COMPLETA QUANTO SEGUE:
a: Rispondi a ciascuna domanda sul testo proposto:
(i) Con quale strumento è stata scattata l'immagine che ha permesso di separare la luminosità di R136a1 da quella delle compagne stellari vicine?
(ii) Le Pair Instability Supernovae nascono dalla morte di stelle con una massa superiore a quante volte quella del Sole?
(iii) Con quale telescopio spaziale era già stato osservato l'ammasso che ospita R136a1?
b: Quali grandezze di una stella compaiono nella prima frase del testo proposto? Elencale tutte.
c: Trascrivi dal testo proposto il passo compreso tra «Questo risultato ha» e «singoli membri stellari.», estremi inclusi.

TESTO PROPOSTO:
##########
Gli astronomi sono in grado di stimare la massa di una stella confrontando la luminosità e la temperatura osservate con le previsioni teoriche. L’immagine scattata dallo strumento Zorro, ha permesso a Kalari e colleghi di separare più accuratamente la luminosità di R136a1 dalle sue vicine compagne stellari, il che ha portato a una stima più bassa della sua luminosità e quindi della sua massa.
Questo risultato ha implicazioni sull’origine degli elementi più pesanti dell’elio nell’Universo. Questi elementi vengono creati durante la morte esplosiva di stelle di massa superiore a 150 volte quella del Sole, in eventi di supernova chiamati Pair Instability Supernovae (PISN). Se R136a1 è meno massiccia di quanto si pensasse, lo stesso potrebbe valere per altre stelle massicce. Di conseguenza, le PISN potrebbero essere più rare del previsto.
La differenza con altre osservazioni: lo speckle imaging
L’ammasso stellare che ospita R136a1 era stato osservato in precedenza con il telescopio spaziale Hubble, oltre che con diversi telescopi a terra. Tuttavia, nessuno di essi è riuscito a ottenere immagini sufficientemente nitide dell’ammasso R136 per individuare tutti i singoli membri stellari.
Zorro è riuscito a superare la risoluzione delle osservazioni precedenti utilizzando una tecnica nota come speckle imaging. Essa consente ai telescopi terrestri di superare gran parte dell’effetto di sfocatura dell’atmosfera terrestre (ciò che fa scintillare le stelle di notte). Si tratta di scattare molte migliaia d’immagini a breve esposizione di un oggetto luminoso: elaborando attentamente i dati, è possibile annullare quasi del tutto questa sfocatura.
##########
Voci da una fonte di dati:

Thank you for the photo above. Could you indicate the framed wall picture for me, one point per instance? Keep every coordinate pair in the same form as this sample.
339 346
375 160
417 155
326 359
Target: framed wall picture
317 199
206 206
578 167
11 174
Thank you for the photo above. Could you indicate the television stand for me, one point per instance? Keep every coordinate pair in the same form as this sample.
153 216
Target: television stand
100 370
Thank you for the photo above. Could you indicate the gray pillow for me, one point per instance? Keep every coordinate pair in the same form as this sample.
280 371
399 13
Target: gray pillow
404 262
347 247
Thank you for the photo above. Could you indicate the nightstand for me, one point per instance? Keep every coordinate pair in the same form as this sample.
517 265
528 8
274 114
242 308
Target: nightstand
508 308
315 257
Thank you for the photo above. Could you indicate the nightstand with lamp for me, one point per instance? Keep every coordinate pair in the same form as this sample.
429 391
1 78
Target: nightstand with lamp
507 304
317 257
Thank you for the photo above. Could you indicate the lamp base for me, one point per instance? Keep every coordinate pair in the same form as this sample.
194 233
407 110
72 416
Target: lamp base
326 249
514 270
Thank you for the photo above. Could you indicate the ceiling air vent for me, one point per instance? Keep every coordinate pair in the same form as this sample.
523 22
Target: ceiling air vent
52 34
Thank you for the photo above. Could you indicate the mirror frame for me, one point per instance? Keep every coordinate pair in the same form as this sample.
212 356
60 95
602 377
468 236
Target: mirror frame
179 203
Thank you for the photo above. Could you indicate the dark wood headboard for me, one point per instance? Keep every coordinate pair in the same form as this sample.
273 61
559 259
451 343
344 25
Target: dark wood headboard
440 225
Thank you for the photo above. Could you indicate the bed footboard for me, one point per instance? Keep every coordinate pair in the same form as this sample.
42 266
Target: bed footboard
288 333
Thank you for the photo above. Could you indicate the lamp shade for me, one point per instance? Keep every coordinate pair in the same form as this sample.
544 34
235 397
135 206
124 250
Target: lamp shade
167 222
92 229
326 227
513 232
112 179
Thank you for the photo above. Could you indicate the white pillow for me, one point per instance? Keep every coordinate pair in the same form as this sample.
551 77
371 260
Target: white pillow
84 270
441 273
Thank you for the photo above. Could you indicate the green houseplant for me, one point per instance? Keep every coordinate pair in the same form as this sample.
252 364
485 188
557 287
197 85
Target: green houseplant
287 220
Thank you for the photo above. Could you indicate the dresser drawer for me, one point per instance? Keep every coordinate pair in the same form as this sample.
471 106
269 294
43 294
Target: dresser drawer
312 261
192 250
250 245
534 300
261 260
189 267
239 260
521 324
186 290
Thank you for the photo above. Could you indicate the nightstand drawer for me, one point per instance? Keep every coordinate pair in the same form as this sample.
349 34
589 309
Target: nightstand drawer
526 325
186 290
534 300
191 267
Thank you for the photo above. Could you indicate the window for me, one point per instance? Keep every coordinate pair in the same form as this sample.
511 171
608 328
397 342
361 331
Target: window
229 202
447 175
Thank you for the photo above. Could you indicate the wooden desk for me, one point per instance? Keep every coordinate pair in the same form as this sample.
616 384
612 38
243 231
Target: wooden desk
##########
RISULTATI PER COMPITO:
a:
(i) Zorro
(ii) 150 volte
(iii) Hubble

b: massa, luminosità, temperatura

c:
Questo risultato ha implicazioni sull’origine degli elementi più pesanti dell’elio nell’Universo. Questi elementi vengono creati durante la morte esplosiva di stelle di massa superiore a 150 volte quella del Sole, in eventi di supernova chiamati Pair Instability Supernovae (PISN). Se R136a1 è meno massiccia di quanto si pensasse, lo stesso potrebbe valere per altre stelle massicce. Di conseguenza, le PISN potrebbero essere più rare del previsto.
La differenza con altre osservazioni: lo speckle imaging
L’ammasso stellare che ospita R136a1 era stato osservato in precedenza con il telescopio spaziale Hubble, oltre che con diversi telescopi a terra. Tuttavia, nessuno di essi è riuscito a ottenere immagini sufficientemente nitide dell’ammasso R136 per individuare tutti i singoli membri stellari.